### Task statement
Please copy the lines of the material below word for word, starting with the line that contains "Target: distant ridge" and continuing through the end of the material.

==== Working data

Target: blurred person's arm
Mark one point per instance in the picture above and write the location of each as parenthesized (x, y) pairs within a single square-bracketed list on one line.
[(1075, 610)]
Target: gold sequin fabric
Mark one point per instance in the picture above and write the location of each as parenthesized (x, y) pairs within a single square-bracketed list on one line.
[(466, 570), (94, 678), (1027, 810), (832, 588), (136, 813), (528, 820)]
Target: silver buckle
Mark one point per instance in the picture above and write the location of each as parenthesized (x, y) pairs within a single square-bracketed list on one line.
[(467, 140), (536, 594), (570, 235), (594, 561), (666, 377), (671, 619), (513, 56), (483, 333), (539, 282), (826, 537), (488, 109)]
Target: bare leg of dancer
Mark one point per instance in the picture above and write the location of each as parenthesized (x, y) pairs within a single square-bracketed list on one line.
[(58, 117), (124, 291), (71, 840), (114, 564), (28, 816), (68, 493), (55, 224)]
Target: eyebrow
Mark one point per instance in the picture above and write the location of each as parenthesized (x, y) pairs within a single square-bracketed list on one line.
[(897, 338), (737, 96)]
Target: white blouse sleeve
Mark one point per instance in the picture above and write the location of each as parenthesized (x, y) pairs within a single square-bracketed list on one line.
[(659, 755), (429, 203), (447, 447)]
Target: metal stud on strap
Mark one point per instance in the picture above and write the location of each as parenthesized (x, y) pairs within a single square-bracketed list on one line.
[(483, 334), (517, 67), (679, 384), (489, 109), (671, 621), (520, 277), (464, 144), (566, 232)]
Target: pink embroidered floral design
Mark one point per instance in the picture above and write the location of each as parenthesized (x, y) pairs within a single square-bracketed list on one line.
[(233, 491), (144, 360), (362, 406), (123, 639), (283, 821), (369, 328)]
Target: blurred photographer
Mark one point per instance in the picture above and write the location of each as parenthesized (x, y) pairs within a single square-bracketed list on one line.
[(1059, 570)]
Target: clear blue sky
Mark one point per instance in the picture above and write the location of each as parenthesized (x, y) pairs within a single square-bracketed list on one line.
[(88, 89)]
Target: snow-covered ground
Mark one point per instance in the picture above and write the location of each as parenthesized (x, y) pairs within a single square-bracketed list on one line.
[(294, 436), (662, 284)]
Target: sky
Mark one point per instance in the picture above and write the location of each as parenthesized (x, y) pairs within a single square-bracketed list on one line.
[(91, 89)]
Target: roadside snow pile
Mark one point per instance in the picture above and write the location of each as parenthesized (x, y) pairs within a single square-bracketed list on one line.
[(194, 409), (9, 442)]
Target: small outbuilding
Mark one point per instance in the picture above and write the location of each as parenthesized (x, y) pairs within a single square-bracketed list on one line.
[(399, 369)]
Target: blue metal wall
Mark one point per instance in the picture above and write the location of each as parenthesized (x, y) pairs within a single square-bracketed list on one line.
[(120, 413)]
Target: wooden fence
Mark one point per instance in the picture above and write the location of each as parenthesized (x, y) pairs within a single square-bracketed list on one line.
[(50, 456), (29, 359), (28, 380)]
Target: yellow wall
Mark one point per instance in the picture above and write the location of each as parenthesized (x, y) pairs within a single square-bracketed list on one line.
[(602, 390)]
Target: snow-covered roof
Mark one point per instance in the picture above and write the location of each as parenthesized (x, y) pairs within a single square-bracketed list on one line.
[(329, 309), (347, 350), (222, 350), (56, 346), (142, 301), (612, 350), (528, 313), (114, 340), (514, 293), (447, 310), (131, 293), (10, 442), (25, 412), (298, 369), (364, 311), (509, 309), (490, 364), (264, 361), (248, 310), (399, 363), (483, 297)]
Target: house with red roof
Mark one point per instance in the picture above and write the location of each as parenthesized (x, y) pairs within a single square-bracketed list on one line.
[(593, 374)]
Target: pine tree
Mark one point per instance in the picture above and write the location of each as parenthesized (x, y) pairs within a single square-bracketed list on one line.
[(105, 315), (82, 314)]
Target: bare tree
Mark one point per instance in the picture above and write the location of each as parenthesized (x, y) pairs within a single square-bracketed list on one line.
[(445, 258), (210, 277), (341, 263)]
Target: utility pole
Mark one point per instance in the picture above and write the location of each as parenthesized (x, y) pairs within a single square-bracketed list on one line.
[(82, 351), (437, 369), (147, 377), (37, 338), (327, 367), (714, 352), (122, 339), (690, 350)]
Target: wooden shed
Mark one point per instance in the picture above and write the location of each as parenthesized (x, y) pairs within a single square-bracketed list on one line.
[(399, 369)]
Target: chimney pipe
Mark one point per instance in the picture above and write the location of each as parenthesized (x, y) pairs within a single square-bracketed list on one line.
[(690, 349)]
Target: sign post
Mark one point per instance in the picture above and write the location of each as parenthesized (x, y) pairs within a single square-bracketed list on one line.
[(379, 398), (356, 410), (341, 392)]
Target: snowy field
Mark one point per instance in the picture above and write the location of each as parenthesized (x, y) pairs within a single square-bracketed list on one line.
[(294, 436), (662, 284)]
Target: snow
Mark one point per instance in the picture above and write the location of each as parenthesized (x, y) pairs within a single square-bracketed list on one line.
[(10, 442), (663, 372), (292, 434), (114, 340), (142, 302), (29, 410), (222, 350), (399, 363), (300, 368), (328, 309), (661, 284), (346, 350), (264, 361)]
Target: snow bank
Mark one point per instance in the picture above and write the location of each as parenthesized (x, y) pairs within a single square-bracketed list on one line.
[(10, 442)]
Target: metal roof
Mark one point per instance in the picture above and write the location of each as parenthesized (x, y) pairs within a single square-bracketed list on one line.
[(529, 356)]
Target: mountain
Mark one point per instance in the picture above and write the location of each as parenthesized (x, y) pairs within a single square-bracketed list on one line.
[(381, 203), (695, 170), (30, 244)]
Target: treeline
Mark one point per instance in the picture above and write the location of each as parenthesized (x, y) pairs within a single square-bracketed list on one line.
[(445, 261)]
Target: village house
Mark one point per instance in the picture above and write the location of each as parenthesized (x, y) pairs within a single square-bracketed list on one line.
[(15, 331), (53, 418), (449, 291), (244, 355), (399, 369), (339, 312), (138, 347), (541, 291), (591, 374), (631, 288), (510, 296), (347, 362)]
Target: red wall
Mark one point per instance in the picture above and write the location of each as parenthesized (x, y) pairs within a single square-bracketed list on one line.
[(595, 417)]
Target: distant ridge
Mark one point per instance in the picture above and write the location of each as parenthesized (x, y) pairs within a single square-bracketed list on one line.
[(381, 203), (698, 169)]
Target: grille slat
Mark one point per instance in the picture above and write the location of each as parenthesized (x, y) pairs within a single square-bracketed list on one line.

========

### Exercise solution
Target: distant ridge
Mark one point per instance in the picture above and write the location of each as parenthesized (x, y) pairs within a single square-bracketed list on one line.
[(381, 203), (698, 169)]
Target: grille slat
Mark one point per instance in the picture above and write the location of each as parenthesized (x, y) pairs within a single square-bracketed list on one line.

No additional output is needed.